Work to do
List every line below that contains the string "water", treating uppercase and lowercase letters as distinct.

╭─ Source data

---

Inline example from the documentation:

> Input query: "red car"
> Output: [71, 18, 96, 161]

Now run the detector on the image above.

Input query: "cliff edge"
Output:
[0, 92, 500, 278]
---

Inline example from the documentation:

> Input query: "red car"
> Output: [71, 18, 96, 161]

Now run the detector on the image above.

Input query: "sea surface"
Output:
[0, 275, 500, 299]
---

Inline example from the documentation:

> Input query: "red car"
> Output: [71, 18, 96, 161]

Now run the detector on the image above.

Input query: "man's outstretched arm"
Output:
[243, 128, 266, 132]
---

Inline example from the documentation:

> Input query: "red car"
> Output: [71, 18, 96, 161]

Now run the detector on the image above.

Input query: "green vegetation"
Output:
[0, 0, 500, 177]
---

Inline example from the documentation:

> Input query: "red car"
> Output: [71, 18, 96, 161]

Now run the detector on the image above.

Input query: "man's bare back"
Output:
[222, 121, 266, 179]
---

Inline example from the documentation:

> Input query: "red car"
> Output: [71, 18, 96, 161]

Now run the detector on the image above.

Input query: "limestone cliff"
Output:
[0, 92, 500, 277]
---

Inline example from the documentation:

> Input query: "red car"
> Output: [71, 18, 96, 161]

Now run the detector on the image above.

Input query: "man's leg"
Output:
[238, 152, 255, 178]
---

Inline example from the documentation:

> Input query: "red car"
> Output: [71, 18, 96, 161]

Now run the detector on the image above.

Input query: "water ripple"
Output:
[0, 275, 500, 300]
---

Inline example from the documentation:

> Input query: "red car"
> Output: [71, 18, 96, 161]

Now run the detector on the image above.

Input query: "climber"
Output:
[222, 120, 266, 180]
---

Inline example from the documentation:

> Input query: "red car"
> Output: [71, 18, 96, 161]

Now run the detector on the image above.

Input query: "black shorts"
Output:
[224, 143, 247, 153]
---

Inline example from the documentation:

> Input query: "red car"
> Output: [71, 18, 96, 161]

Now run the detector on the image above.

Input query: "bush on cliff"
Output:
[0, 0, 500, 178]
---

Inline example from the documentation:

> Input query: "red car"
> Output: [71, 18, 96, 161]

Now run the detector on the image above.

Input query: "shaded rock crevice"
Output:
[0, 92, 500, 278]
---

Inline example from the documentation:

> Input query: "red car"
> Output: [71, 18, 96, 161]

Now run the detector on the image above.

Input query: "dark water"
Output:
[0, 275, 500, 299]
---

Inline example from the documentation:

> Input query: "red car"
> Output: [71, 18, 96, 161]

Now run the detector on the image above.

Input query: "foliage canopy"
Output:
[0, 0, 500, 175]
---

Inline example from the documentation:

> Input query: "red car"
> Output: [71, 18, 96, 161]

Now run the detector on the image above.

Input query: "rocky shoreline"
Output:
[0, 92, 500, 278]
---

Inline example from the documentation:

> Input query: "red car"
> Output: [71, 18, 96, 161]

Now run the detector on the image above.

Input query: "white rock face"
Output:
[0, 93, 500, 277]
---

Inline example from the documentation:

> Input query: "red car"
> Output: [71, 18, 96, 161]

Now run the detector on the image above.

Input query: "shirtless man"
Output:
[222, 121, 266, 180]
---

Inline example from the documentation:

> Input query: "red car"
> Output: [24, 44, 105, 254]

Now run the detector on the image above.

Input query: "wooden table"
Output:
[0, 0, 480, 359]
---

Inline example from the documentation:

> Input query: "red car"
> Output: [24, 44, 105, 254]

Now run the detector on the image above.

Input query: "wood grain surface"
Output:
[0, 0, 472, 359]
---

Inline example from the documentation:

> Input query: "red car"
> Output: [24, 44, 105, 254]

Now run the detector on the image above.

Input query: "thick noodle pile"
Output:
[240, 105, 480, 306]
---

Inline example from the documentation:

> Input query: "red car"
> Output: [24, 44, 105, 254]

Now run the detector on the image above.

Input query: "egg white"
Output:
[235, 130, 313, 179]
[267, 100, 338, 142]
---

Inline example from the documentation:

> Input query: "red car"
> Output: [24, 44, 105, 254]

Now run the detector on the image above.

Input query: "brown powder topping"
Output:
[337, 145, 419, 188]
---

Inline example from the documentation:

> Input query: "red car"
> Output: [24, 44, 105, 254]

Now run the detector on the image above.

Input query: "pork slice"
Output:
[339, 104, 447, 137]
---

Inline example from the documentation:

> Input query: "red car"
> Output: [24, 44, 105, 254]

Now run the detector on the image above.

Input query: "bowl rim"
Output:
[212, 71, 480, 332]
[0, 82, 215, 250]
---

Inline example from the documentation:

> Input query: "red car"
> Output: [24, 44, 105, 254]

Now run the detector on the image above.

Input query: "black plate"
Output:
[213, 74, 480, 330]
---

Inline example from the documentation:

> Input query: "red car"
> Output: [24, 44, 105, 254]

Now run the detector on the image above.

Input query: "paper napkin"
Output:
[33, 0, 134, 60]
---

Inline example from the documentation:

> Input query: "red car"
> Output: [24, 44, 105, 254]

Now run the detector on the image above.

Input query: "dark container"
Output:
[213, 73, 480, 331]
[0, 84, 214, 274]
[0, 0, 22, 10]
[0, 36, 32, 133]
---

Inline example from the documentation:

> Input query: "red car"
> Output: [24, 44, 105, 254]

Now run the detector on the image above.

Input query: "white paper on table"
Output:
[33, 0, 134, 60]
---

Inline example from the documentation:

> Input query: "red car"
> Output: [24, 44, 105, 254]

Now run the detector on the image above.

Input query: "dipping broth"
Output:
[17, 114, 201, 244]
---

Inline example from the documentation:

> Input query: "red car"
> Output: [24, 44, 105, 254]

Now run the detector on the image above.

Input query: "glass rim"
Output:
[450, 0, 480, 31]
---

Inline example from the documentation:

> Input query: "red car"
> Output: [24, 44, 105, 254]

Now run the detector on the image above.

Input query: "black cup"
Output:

╰─

Solution to the exercise
Input query: "water ripple"
Input query: "dark water"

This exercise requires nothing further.